Find the line that contains "Place one marker on each instance of the orange". Repeat that line and all lines following it, exactly, through the end of the listing below.

--- Begin RECORDS SUPPLIED ---

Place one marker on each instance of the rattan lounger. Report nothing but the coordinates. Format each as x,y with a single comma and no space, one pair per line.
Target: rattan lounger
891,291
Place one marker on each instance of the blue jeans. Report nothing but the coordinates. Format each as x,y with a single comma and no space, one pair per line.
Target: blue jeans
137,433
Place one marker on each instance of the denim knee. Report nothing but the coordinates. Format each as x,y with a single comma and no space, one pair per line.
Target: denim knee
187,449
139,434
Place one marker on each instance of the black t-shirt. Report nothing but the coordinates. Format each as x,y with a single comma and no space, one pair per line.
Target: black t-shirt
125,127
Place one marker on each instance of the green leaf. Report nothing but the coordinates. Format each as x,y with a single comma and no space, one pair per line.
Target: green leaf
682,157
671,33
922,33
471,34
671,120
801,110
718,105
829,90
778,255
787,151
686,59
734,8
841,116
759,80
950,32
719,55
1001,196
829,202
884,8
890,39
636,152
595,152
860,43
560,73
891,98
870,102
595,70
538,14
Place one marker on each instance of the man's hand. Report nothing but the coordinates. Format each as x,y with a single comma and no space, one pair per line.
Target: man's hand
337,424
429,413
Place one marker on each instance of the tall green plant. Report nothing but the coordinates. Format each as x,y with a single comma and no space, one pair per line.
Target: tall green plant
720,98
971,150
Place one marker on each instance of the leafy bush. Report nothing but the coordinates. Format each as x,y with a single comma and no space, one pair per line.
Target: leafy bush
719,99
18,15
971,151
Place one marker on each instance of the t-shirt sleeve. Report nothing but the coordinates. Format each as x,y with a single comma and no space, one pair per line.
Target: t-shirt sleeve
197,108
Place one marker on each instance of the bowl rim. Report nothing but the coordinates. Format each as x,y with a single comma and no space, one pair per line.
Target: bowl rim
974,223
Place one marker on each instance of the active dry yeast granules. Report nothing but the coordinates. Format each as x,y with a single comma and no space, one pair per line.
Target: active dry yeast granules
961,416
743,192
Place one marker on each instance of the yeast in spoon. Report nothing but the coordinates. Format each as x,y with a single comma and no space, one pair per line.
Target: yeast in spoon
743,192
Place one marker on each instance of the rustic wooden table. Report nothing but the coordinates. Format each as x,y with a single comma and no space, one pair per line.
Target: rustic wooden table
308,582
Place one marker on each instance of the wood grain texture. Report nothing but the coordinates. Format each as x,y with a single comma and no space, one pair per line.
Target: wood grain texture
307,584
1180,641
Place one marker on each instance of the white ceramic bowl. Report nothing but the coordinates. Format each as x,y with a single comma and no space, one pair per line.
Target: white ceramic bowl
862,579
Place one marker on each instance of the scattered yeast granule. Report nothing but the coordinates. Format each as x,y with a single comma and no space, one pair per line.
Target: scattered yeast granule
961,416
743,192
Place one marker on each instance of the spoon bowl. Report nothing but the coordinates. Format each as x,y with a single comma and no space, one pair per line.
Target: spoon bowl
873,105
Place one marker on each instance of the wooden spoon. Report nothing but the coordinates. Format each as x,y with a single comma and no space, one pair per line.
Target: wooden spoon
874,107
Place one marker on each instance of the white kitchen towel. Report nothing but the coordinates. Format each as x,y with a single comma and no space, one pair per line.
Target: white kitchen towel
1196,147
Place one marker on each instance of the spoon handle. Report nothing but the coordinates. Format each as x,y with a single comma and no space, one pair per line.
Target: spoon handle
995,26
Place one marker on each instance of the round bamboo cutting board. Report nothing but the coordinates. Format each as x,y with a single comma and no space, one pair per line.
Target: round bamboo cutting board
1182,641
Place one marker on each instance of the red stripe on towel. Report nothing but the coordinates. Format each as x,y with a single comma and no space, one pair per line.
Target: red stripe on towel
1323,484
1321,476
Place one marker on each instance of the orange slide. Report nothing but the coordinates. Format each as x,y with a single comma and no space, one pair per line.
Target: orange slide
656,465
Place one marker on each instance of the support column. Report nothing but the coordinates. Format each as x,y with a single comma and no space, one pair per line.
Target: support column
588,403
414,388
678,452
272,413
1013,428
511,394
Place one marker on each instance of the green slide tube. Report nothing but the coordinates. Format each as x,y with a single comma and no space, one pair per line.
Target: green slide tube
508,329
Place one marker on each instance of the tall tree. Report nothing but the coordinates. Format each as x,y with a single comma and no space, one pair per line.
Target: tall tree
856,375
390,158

--- End RECORDS SUPPLIED ---

• FINAL ANSWER:
Place one marker on each instance of the orange slide. Report nothing but the coordinates. Format each as x,y with a single comma and no space, one pair per line.
Target: orange slide
656,465
Place one marker on each instance of the support column. Report nothing but the coordinates. Format each as x,y with a single comma and no space, one pair per line.
Target: support column
588,403
414,388
678,452
272,413
1013,428
511,394
Place one marker on each instance of the green slide tube. Report nothing but the coordinates. Format each as x,y with a single comma and no space, one pair per line.
Target: green slide tube
508,329
Place one marker on each instance of the tall tree. Report nothing but the coordinates. Format each as x,y with a single comma and no space, one pair per line.
Target: tall tree
856,375
390,158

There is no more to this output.